> [PASSAGE PROVIDED]
___

Makinti Napanangka X Naata Nungurrayi
D’Lan Contemporary returns to Frieze Masters, London for its third consecutive year this year, with an exhibition that will highlight the work of two pioneering artists, Makinti Napanangka (c. 1920 – 2011) and Naata Nungurrayi (c. 1932 – 2021).
These two Pintupi women from the Western Desert began painting in 1996, the same year that Emily Kam Kngwarray—whose success inspired so many women in remote Aboriginal communities to begin painting—passed away. Through their diverse perspectives, they continued to expand the field of women’s desert art and together they transformed the visual language of the Australian desert landscape.
We hope you enjoy this video, with Head of Research, Vanessa Merlino, and an excerpt of her essay from the exhibition catalogue, below:
‘To quote the Tate Modern’s Adjunct Curator of Indigenous Art, Yorta Yorta woman Kimberley Moulton, ‘To fully understand Indigenous art, we must first understand the concept of Country in an Indigenous world-view.’1 Unlike ‘the’ country, which refers to the vast, singular nation of the Australian continent, Country, as a proper noun, comprises myriad time-expanding and multi-faceted identities of place within the landscapes of its interior.
Since the early 1970s, when the nascent painting movement was taking shape at Papunya, it has evolved from the didactic – as manifested in the early boards of Papunya – to revealing the sensual or the ‘feeling’ landscape. When the Western Desert art movement gained international attention in the late twentieth century, it was often seen as Australia’s unexpected contribution to global modernism. The striking dot-and-circle symbols, first created at the settlement of Papunya in the early 1970s, seemed to resonate with the language of abstraction already known to European and American audiences. Rooted in formal experiments with iconography and sacred imagery related to the Dreaming, for the first two decades the Western Desert art movement was predominantly a male-dominated innovation. This distinct gender divide eventually collapsed with a new surge of painterly expression in Western Desert art.

___

> [RECORDS FOR PROCESSING]
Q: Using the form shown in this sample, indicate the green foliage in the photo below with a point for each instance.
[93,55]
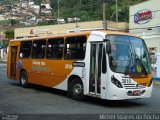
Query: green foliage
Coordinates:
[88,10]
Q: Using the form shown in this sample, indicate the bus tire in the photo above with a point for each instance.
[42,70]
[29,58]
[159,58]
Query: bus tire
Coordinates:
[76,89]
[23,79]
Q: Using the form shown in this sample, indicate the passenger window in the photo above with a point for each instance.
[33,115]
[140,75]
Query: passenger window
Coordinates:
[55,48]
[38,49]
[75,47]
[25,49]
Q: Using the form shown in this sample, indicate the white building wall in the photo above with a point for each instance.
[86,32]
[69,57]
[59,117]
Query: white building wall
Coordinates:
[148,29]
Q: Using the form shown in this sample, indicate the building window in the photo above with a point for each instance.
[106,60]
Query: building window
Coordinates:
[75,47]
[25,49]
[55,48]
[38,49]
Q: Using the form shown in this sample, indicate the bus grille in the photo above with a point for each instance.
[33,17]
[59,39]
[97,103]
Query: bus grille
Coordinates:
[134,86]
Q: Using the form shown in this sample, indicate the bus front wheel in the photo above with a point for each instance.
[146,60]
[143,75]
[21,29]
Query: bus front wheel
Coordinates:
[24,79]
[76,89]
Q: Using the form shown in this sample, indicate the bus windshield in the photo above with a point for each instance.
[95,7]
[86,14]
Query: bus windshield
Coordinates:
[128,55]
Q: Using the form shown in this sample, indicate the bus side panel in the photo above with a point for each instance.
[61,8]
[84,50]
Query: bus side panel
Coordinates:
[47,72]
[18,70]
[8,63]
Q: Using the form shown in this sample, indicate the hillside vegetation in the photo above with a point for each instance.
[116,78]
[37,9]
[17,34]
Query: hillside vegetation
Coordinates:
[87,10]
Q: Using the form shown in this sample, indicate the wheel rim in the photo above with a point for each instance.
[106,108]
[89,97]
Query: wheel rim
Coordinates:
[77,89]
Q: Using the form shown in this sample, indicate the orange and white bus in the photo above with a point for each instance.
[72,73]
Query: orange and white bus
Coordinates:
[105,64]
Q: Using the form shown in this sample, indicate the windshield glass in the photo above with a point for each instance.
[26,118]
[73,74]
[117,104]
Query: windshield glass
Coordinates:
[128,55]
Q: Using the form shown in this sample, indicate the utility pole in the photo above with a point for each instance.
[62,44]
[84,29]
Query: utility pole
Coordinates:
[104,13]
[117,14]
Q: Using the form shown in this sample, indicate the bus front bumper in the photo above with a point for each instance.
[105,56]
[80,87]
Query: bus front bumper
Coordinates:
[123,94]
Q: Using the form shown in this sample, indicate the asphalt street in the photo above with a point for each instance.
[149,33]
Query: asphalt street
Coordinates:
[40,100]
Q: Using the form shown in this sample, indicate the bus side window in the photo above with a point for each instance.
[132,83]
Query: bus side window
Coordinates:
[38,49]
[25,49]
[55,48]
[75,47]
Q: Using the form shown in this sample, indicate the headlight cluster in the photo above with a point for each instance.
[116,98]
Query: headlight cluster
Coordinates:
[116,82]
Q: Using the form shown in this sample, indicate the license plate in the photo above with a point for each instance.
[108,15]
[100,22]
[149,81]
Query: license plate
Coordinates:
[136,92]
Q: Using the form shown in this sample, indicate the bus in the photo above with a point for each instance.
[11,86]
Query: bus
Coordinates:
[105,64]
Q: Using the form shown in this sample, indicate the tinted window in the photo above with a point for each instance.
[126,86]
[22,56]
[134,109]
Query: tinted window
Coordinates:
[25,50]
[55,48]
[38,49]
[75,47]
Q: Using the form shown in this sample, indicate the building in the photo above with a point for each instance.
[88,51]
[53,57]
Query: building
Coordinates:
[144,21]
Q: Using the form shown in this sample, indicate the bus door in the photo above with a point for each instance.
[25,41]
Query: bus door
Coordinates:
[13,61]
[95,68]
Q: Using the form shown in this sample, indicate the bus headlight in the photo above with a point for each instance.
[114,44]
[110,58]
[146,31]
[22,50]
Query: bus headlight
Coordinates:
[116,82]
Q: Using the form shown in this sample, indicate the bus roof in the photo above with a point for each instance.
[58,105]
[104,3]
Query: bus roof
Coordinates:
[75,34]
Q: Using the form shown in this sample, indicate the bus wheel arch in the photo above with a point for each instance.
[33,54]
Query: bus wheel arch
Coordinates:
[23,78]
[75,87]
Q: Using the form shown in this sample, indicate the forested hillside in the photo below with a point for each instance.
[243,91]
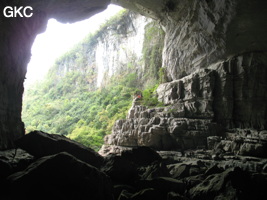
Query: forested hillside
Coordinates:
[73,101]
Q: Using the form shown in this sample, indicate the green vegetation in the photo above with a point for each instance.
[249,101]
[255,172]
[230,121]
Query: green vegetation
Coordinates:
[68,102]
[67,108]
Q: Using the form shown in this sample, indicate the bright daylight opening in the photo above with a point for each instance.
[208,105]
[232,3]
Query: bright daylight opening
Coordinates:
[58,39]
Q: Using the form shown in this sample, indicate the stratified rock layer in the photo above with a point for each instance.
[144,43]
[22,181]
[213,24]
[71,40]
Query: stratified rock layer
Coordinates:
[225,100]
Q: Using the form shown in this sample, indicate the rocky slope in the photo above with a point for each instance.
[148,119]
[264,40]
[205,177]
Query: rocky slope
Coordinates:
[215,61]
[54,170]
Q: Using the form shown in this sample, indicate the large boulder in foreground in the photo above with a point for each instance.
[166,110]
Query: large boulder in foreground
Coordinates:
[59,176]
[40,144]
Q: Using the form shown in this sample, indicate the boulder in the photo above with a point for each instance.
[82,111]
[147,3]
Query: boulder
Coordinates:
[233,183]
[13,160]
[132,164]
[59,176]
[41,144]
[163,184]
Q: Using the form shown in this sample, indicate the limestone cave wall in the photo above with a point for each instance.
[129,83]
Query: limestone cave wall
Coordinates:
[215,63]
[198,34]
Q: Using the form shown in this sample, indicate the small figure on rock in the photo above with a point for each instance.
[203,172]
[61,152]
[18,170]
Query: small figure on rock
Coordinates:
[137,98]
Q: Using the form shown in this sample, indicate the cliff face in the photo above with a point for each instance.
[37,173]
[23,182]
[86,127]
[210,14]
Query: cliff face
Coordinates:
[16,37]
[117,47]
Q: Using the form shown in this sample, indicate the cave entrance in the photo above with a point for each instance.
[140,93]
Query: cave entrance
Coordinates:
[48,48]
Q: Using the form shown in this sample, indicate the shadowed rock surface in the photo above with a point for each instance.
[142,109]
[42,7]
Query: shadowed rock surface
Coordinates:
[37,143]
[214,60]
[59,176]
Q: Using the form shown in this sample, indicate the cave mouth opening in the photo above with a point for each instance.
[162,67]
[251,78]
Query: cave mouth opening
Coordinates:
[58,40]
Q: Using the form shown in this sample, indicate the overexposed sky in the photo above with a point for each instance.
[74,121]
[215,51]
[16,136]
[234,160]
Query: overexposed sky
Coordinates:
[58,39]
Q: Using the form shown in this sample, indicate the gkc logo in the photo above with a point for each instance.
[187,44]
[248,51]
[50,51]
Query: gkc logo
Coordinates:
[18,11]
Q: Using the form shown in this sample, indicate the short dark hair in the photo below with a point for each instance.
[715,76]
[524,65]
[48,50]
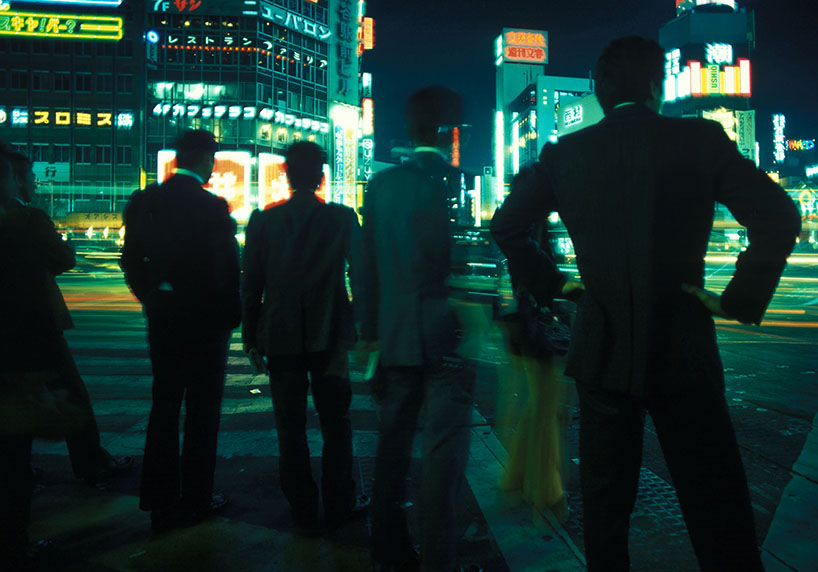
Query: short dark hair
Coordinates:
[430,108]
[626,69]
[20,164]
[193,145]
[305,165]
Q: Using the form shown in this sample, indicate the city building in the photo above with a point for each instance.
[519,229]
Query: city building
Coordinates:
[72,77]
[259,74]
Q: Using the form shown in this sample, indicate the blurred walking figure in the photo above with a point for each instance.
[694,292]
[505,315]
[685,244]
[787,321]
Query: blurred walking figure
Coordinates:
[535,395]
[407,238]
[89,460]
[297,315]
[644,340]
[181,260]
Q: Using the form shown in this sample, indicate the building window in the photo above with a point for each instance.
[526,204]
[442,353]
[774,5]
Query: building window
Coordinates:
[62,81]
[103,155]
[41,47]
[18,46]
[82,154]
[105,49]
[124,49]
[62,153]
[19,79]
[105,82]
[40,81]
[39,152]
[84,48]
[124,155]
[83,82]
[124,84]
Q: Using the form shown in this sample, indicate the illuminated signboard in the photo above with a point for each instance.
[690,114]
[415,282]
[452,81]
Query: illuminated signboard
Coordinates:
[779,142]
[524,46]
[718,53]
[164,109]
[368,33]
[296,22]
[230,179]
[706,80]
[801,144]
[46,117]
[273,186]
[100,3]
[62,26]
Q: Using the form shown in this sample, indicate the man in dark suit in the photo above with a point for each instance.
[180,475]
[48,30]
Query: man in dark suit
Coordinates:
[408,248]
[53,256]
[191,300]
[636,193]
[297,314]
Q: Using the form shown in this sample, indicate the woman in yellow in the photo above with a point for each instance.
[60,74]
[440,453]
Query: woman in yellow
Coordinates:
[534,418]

___

> [STATED EXERCISE 1] Using the passage on the two Pintupi painters, state whether each statement agrees with it: (a) Makinti Napanangka and Naata Nungurrayi began painting in 1996; (b) for its first two decades, the Western Desert art movement was predominantly led by women; (c) the dot-and-circle symbols were first created at Papunya in the early 1970s. Answer yes or no for each and quote the passage's deciding words.
> [STATED EXERCISE 2] Format part of the listing as a numbered list, leaving out blank lines. Begin at the line that contains "Q: Using the form shown in this sample, indicate the woman" and stop after the last line of the listing.
The listing has no connection to the passage on the two Pintupi painters.

> [TASK SOLUTION 1]
(a) Yes: "These two Pintupi women from the Western Desert began painting in 1996"
(b) No: "for the first two decades the Western Desert art movement was predominantly a male-dominated innovation"
(c) Yes: "first created at the settlement of Papunya in the early 1970s"

> [TASK SOLUTION 2]
1. Q: Using the form shown in this sample, indicate the woman in yellow in the photo above with a point for each instance.
2. [60,74]
3. [440,453]
4. Query: woman in yellow
5. Coordinates:
6. [534,418]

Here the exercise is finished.